Exercise prompt
Translate this sentence from the court report into Spanish: "The Bench convicted Sanjay Dutt of illegally possessing weapons in a notified area, but reduced by a year the six-year sentence awarded by the TADA court."

Exercise text
-*-*-

The Supreme Court on Thursday upheld the conviction of Bollywood actor Sanjay Dutt under the Arms Act in the 1993 Mumbai serial blasts case and sentenced him to jail for five years. He was directed to surrender in four weeks to serve his remaining term of about three-and-a-half years.
A Bench of Justices P. Sathasivam and B.S. Chauhan gave the verdict on a batch of appeals filed by the convicts and the Maharashtra government against the judgment of the Terrorists and Disruptive Activities (Prevention) Act court.
The Bench convicted Sanjay Dutt of illegally possessing weapons in a notified area, but reduced by a year the six-year sentence awarded by the TADA court.
Writing the main judgment, Justice Sathasivam said: “It has been contended that since the confession of the appellant has been retracted, it is not trustworthy and it would not be safe to place reliance upon it.” [But] ‘it is settled law that a voluntary and free confession, even if retracted later, can be relied upon.” In the case of Sanjay Dutt, “the retraction statement was not made at the first available opportunity. After the recording of his confession, within 10 days, the accused was released on bail by the [Bombay] High Court and he remained free for a considerable period of time.”
Explaining the scope of confession statements, the judge said: “Since the knowledge of the details of such terrorist conspiracies remains with the people directly involved and it is not easy to prove the involvement of all conspirators, the confessional statements are reliable pieces of evidence.”

-*-*-

Available data

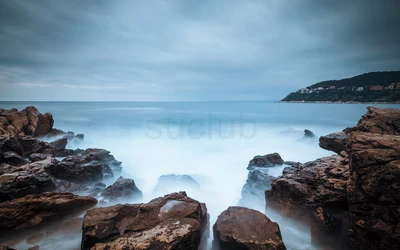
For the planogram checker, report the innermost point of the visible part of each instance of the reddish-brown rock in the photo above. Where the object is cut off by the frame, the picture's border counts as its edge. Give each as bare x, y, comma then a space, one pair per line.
379, 120
374, 190
240, 228
38, 209
28, 121
174, 221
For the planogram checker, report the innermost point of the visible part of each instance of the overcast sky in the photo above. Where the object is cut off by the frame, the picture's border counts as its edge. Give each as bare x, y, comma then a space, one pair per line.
189, 50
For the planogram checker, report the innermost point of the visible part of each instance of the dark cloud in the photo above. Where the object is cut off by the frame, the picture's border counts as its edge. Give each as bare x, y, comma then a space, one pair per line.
189, 50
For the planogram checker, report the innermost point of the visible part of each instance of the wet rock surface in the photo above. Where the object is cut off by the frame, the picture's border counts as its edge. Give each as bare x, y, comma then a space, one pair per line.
174, 221
35, 210
123, 189
258, 178
28, 121
240, 228
335, 142
374, 191
268, 160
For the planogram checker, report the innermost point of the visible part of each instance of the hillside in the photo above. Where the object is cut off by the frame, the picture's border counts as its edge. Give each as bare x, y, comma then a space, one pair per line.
369, 87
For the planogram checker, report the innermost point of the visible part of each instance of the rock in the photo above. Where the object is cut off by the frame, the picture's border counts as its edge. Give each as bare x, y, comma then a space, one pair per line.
39, 157
308, 133
13, 158
10, 144
33, 211
174, 221
379, 120
258, 180
32, 178
122, 189
104, 156
80, 137
28, 121
172, 182
373, 188
243, 228
6, 248
59, 144
268, 160
335, 142
319, 183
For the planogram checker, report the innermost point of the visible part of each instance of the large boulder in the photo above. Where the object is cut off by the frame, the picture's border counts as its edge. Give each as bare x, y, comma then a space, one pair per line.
174, 221
335, 142
268, 160
122, 189
36, 210
31, 178
373, 187
246, 229
28, 121
307, 191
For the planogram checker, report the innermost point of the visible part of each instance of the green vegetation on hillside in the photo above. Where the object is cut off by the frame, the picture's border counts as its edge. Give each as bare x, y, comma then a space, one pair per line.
369, 87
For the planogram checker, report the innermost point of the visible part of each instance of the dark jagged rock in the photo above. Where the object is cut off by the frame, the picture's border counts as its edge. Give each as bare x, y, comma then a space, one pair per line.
28, 121
373, 188
104, 156
258, 179
246, 229
308, 133
36, 210
335, 142
304, 188
12, 158
268, 160
379, 120
31, 178
39, 157
174, 221
122, 189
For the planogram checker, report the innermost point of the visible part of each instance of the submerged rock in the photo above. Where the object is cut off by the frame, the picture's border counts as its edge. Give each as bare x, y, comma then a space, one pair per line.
308, 133
335, 142
35, 210
172, 182
122, 189
268, 160
246, 229
379, 120
174, 221
258, 178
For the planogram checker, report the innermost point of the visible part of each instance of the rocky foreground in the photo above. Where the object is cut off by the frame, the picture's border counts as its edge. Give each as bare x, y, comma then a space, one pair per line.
45, 188
351, 200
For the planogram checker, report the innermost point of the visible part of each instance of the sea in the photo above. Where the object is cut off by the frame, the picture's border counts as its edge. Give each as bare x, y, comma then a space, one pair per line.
211, 141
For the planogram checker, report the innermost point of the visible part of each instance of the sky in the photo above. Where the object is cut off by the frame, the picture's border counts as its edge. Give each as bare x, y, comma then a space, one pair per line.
189, 50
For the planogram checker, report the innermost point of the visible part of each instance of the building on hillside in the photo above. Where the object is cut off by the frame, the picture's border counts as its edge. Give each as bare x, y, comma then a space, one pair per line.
376, 88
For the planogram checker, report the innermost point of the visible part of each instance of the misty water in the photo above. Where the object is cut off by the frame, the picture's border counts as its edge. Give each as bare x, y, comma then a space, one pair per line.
211, 141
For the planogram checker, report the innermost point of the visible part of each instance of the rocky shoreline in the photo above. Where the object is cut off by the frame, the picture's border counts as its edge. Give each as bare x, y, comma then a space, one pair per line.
350, 199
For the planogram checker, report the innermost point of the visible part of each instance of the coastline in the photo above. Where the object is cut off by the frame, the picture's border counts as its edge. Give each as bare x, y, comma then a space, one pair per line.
340, 102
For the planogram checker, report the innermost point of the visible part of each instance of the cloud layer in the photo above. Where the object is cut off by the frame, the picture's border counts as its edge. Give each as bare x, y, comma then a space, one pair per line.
189, 50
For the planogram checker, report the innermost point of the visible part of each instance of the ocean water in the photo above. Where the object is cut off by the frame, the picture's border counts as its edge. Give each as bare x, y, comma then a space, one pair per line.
211, 141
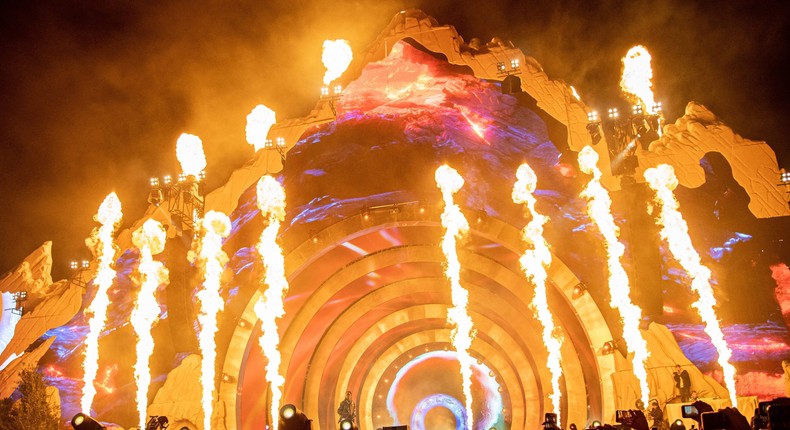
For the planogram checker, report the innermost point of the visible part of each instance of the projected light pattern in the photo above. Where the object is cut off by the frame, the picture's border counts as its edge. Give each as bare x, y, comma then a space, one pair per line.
492, 399
435, 401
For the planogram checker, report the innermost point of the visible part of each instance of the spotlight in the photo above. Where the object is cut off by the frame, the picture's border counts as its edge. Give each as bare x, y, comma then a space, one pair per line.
579, 290
84, 422
292, 419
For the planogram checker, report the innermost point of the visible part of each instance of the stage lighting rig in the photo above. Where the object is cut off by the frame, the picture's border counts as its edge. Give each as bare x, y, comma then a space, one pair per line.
624, 132
19, 298
184, 197
84, 422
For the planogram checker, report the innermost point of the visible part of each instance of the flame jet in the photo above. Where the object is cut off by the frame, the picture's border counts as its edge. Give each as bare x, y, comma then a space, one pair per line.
211, 260
675, 231
109, 216
189, 151
599, 207
449, 182
534, 263
259, 121
637, 76
336, 57
150, 240
271, 202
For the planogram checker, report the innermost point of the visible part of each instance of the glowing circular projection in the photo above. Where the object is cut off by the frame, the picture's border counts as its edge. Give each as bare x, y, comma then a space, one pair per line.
492, 401
435, 401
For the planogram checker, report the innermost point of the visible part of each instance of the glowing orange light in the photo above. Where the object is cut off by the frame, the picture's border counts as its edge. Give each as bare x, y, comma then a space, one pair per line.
271, 202
150, 240
189, 151
259, 121
109, 217
675, 231
336, 57
211, 260
456, 226
599, 207
534, 262
637, 76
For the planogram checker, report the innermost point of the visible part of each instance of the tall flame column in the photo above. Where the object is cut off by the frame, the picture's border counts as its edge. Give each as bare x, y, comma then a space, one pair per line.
599, 207
150, 240
456, 226
534, 262
109, 216
675, 231
211, 260
271, 202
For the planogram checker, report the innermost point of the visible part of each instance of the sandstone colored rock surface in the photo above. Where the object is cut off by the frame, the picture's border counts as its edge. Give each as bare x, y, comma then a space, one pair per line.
9, 377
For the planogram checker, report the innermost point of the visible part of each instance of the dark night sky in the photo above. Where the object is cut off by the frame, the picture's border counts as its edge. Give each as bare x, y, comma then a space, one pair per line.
95, 94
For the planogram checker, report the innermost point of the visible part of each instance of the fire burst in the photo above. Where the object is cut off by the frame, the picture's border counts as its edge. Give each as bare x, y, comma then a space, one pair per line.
599, 207
336, 57
271, 202
534, 263
259, 121
637, 74
150, 240
211, 260
109, 217
675, 231
189, 151
456, 226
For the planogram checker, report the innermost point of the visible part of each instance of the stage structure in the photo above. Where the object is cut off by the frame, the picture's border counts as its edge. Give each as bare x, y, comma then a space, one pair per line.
367, 302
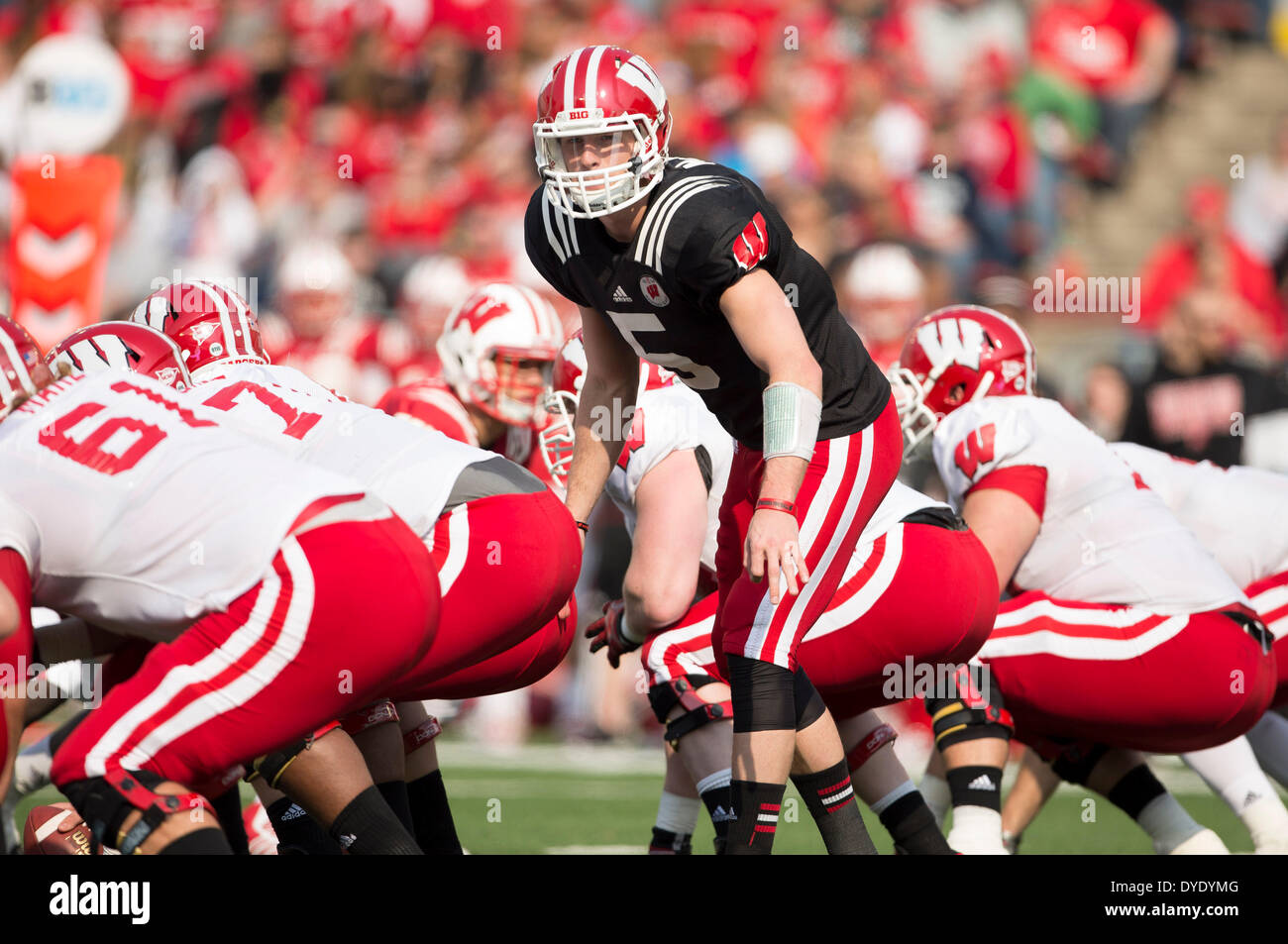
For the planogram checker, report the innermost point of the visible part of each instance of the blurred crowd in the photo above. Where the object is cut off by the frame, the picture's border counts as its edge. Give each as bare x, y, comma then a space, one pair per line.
366, 162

-*-*-

Exercise response
La Sala condenó a Sanjay Dutt por posesión ilegal de armas en una zona notificada, pero redujo en un año la pena de seis años impuesta por el tribunal TADA.